§ 依頼内容
次のドラマ評の続きを、最後の文のあとから書き継いでもらえますか？

§ 提示文
== == ==
ひどく悩んだ和馬はこの話を尊に漏らして阻止を図ろうとする。だが、美雲の話には巧妙な罠が仕掛けられていた。
和馬への恋心や信頼を断ち切り、復讐心を完全に取り戻した美雲は、Lの一族の仇討ちに突き進む。
一度惚れた相手を汚いものでも見るかのような目で見て…。
罠に引っかかったLの一族は正体バレの危機どころか生命の危機に。
期せずしてぶつかり合う美雲の殺意と華の勇気。ここの警察署不祥事多すぎ。
短刀で深キョン華に斬りかかる環奈のあらわになる復讐心の表現が強烈。こういうの見たかったんだよ。※個人の趣味です
格好が「ホームズ風コナン君」なだけでサスペンスドラマの真犯人そのもの。迫真の立ち回りを見せる。
騙し騙されどんでん返し。
最後に勝つのはずる賢い泥棒という点が『ルパン三世』。意外としぶとい銭形のとっつぁん。Lの一族逮捕だー。みたいな。
第7話どーなんのー?
中盤まとめ
大人も楽しませる“テーマパーク”を作る力量
ダークヒーローな泥棒、禁断の男女関係、名探偵の仇討ち、事件や宿敵登場…弁当のように複数要素詰め合わせでジェットコースターのような高速で振り回される刺激。
中盤まで観続けていると「ベタ」で「くさい」けどテレビドラマとして一定品質で仕上げる作り手と演じ手の力量が見えてくる。(筆者は『かぐや様は告らせたい』のトラウマがあるから余計に)
各話に登場するミュージカルな歌のシーンは、「くさい」けどダンスや歌を魅せる本物のスキルがないと成立しない。悲劇の流れを盛り上げているのは確実に俳優の演技だし。
== == ==
§ データ一覧

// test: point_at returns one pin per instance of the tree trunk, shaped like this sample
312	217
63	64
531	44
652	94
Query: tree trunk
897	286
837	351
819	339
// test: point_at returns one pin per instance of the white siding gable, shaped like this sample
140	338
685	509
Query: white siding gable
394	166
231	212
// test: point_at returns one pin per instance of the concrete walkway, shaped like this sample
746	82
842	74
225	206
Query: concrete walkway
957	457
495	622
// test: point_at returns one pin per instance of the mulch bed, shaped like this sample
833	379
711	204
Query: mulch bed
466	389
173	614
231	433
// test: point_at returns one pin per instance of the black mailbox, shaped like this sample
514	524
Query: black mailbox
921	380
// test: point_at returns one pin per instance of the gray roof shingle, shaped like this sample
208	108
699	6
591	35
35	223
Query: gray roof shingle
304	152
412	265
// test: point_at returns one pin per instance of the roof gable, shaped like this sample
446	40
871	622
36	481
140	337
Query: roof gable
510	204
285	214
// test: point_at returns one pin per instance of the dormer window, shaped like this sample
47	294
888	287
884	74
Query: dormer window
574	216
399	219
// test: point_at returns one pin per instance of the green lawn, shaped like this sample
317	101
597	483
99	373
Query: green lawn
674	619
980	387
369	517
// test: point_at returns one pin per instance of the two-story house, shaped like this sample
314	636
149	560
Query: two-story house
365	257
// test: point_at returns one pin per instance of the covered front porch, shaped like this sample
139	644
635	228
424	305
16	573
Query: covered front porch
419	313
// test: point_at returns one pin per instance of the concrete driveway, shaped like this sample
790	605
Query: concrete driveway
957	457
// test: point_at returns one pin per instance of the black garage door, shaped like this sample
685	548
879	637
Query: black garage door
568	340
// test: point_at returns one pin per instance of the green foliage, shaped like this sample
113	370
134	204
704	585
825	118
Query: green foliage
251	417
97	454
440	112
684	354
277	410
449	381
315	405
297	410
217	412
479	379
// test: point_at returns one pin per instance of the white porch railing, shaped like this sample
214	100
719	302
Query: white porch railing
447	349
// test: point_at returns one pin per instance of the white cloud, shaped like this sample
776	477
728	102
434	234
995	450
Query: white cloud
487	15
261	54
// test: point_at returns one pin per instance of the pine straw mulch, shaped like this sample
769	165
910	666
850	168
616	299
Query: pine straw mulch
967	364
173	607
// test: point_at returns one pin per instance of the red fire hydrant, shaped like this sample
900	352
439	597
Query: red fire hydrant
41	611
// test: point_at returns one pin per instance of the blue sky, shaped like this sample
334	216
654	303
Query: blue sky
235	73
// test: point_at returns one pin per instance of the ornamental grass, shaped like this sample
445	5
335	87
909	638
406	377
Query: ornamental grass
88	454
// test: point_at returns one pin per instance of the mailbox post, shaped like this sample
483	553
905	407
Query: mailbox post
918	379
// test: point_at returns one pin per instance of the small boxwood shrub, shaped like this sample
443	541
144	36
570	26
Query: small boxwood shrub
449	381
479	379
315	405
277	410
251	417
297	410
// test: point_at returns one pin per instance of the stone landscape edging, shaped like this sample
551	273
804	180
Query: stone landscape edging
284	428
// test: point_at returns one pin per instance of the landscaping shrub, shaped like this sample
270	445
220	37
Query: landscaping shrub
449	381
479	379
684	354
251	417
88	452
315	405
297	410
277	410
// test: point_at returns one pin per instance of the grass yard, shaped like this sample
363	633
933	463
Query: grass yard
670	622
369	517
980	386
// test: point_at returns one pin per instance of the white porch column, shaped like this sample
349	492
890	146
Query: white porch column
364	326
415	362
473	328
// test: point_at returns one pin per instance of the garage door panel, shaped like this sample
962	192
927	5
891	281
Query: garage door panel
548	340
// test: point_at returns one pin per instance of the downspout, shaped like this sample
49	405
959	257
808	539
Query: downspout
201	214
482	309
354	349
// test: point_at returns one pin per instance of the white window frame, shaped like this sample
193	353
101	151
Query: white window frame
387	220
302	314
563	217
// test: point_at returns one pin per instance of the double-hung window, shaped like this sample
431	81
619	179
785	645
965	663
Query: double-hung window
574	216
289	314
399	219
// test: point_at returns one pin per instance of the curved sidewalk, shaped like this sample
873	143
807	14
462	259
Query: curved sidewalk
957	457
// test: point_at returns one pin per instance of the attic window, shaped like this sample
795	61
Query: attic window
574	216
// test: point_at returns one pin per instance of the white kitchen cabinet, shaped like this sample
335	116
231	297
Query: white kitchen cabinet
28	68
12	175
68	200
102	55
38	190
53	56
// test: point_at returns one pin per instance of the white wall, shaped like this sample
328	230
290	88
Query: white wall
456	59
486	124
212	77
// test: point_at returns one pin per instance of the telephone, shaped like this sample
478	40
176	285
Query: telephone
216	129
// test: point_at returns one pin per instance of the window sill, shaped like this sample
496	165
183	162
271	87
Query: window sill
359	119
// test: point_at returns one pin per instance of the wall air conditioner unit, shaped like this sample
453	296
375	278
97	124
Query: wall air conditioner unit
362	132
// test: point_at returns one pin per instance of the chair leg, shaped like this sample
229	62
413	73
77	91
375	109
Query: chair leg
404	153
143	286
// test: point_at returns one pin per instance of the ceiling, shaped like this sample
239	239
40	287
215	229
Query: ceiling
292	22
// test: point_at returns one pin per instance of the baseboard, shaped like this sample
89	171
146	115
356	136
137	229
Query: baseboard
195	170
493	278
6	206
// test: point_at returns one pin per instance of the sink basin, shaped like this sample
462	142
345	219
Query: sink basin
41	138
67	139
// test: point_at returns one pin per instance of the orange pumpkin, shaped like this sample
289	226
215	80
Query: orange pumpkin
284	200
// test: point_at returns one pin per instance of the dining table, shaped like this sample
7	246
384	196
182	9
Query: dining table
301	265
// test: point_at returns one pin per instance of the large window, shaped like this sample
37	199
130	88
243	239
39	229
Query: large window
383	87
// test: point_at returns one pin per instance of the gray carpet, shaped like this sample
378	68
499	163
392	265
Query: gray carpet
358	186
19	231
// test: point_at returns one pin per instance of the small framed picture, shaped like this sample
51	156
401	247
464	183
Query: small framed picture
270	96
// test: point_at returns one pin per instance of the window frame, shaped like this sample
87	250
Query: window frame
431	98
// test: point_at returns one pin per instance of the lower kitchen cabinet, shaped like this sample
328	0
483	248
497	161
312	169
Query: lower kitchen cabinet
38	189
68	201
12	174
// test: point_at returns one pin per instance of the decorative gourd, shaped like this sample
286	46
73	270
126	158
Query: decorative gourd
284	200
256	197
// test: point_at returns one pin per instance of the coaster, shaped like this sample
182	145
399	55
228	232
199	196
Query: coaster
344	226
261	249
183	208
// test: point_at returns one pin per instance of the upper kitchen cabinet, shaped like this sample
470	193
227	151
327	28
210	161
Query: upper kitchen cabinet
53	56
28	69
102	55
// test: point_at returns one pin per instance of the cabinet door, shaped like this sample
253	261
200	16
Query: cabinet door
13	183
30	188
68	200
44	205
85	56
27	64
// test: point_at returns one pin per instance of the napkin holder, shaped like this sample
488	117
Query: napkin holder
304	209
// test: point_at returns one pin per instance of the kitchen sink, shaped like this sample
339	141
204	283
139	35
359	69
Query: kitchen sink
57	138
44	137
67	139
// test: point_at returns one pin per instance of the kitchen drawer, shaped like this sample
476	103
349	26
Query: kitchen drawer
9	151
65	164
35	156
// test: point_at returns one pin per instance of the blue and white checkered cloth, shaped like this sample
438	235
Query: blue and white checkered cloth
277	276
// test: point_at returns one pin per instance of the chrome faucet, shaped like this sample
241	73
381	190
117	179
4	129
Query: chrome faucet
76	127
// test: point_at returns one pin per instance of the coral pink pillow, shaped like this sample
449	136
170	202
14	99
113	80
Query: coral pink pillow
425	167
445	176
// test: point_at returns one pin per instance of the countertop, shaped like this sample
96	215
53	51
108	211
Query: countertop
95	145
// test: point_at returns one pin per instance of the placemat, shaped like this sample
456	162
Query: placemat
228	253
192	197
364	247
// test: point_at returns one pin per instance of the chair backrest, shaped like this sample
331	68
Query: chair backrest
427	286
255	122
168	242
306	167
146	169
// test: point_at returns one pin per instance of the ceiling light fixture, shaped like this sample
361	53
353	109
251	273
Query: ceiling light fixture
== == ==
§ 回答
「ベタ」で「くさい」ことやるからこそプロが必要なのだ。ディズニーランドのミッキーマウスとかショーに出る人のように。そしてそれをわかっていて楽しむ。
視聴者を引っ掻き回したりご都合主義的な展開はあるけどそれも含めてファンタジーなマジックかも知れないね。
持ち味が生かされる環奈の隠れ仇役
環奈の隠れ仇役は環奈の持ち味が生かされていてよく合っている。この役の巡り合わせはとても幸運なことだと思う。
ただ、“役者風演技”になってきているのは一抹の寂しさを感じなくもない。『セーラー服と機関銃 -卒業-』のあれは素だったんだなあ(?)と。
それからシリアスパートで大人の色恋感じさせる役やっても違和感ない環奈。2時間ドラマで横恋慕する役できるわ。
ちなみに環奈を観続けるレビューサイトとしての悩み。
マニアックなものとか盲信的ファン向けの話あるいは一過性の刺激的なネタしか流行らないようなwebの中で「一風変わっているけどメジャーな範囲の大衆作品」ばかり出る環奈作品メインで扱うことの難しさはある。けれども観続けることで発見がある喜び。灯台下暗しに光を照らすつもりでどんどん突き進んで行きたいね。
さあ、終盤へ行くぞー。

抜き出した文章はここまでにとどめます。